**Texto de referência:**

<<<<

Por Rafael Chiamenti Pedroso*
De repente, em um estalar de dedos, o mundo foi engolido por um vírus invisível e de certa forma brutal. E não havia fronteiras para ele. A situação forçou inúmeras pessoas a se trancar em casa, como forma para conter o vírus. O lar passou a ter dupla função, agora como local de trabalho. Sem poder socializar, foi preciso preencher a lacuna do tempo livre. Alguns recorreram à leitura e outros buscaram o acalento da escrita, em pôr no papel sentimentos e momentos de uma pandemia.
O momento foi propício para um jornalista e um médico tirarem uma ideia do papel e organizar um livro. Em meados de março de 2020, foi pensado a ideia de reunir em uma coletânea literária, a vivência da pandemia do coronavírus. Com 202 páginas, a obra expõe histórias diferentes: o luto de um ente perdido, os devaneios de uma quarentena, a reviravolta da vida, as rotinas de estudantes e professores, e toda a mudança decorrente da pandemia.
Bueno, escrevendo registro de uma história
Paulo Juarez Braga, jornalista que reside em Três Passos, noroeste do RS, é envolvido na área da cultura da cidade. Por consequência da pandemia, ele acabou parando a gravação de um documentário que estava em produção, e assim surgiu Pandemia Literária. “Perguntei se o Nelson (Brauwers) topava me ajudar a organizar um livro sobre textos e relatos pessoais de como cada um, do seu isolamento, estavam lidando com a questão do coronavírus.”
Os dois começaram convidar escritores ou conhecidos. E, pouco a pouco, os textos passaram a chegar às mãos dos organizadores, Brauwers e Braga, dando forma ao livro, processo que levou seis meses.
Na obra, a pluralidade de vozes é uma das marcas. É possível encontrar trabalhos de escritores do Rio Grande do Sul e Santa Catarina, mas também da Argentina. São poemas, textos literários, poesias e reflexões críticas.

>>>>

**Trechos dos dados:**
<<<<

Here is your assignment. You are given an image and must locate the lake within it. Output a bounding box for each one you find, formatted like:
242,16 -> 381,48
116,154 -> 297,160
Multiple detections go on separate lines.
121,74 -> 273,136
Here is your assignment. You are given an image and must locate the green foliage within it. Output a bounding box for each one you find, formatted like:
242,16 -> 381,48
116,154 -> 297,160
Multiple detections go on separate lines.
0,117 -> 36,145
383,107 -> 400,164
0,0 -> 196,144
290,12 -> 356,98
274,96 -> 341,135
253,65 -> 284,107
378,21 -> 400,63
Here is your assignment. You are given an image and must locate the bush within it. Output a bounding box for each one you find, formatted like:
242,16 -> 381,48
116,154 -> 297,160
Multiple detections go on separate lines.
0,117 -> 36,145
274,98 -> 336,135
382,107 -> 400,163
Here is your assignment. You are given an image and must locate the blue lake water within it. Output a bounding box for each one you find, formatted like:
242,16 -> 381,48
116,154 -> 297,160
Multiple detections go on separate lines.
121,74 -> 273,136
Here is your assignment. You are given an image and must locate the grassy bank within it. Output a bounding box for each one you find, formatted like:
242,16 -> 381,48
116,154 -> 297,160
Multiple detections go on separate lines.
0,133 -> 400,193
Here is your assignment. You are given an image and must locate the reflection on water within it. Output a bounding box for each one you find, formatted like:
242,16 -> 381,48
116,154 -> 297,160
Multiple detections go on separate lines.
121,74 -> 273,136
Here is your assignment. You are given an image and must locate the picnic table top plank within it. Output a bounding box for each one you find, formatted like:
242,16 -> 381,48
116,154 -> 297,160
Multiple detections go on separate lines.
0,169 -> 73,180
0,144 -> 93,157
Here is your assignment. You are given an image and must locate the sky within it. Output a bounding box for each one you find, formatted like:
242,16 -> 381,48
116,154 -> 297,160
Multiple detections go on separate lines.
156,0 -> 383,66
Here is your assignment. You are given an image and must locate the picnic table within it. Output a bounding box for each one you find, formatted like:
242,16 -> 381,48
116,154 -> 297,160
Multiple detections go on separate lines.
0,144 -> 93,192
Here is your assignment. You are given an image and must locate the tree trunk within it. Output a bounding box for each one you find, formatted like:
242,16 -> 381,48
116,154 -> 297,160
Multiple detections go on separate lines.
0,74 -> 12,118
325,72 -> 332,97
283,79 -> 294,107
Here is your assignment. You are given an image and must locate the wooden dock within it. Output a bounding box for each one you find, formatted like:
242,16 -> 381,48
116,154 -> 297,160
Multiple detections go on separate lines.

>>>>
<<<<

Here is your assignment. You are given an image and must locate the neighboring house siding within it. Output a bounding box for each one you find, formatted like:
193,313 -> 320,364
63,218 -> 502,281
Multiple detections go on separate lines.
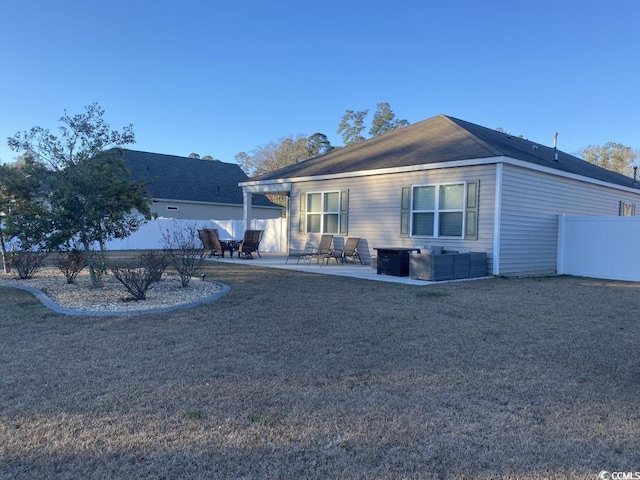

>>>>
<<<<

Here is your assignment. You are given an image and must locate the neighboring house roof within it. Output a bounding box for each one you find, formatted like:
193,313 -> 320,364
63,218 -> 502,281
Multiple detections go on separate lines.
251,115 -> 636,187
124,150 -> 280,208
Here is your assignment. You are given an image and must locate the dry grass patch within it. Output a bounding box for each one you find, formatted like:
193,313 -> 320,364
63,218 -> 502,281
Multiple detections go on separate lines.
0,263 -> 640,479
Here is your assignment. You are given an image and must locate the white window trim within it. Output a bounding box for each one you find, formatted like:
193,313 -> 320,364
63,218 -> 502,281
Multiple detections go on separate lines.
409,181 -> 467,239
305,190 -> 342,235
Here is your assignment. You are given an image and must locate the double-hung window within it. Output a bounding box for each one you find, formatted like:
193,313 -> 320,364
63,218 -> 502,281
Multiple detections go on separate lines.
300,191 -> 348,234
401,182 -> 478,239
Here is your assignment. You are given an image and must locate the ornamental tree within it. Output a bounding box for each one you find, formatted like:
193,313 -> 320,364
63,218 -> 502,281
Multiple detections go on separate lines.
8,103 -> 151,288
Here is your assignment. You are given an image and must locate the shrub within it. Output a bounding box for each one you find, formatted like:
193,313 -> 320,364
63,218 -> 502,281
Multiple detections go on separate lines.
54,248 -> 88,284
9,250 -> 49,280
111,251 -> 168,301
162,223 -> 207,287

>>>>

**Detalhes do exercício:** No texto sobre o livro Pandemia Literária, quanto tempo levou o processo de dar forma à obra?

**Resposta do exercício:** Seis meses.